When the line with "negative clicks: (684, 127)" is reached, include it and stop; before that, copy each line of the listing exactly from the first.

--- START ---

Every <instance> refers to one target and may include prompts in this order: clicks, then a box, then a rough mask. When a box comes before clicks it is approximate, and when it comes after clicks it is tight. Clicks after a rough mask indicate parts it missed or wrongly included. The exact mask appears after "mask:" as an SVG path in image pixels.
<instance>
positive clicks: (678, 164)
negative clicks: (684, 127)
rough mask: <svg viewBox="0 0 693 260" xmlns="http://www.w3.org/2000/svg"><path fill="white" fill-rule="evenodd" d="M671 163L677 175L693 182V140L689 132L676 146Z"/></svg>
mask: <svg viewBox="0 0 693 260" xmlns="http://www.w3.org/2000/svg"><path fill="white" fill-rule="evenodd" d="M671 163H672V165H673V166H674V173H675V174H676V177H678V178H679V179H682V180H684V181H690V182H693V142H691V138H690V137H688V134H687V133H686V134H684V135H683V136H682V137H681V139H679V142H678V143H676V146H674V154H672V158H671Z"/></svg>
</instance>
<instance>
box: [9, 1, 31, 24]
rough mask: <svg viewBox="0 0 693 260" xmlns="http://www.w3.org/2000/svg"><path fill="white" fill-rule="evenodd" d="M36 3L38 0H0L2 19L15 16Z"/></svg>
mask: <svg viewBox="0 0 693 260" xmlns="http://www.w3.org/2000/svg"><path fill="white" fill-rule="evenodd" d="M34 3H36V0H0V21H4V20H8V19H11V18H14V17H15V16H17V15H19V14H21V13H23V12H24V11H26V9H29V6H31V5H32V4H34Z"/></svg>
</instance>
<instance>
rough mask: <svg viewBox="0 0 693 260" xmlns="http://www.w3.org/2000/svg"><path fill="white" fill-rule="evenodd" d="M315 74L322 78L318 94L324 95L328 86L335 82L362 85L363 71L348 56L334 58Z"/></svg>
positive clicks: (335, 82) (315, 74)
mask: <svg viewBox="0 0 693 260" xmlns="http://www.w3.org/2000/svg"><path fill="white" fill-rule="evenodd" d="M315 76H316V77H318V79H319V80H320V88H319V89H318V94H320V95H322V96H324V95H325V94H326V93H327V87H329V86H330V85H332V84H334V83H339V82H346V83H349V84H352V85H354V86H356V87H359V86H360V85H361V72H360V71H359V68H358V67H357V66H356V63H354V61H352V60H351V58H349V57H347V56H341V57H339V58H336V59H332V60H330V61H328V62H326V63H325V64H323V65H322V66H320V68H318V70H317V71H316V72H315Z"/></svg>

--- END ---

* [ANSWER SECTION]
Every <instance> refers to one target and may include prompts in this order: clicks, then a box, then a rough mask. When a box comes before clicks it is approximate, and when it comes after clicks it is tight. Clicks after a rough mask indicate parts it missed or wrongly included. The exact mask appears after "mask:" as an SVG path in image pixels.
<instance>
positive clicks: (678, 164)
negative clicks: (684, 127)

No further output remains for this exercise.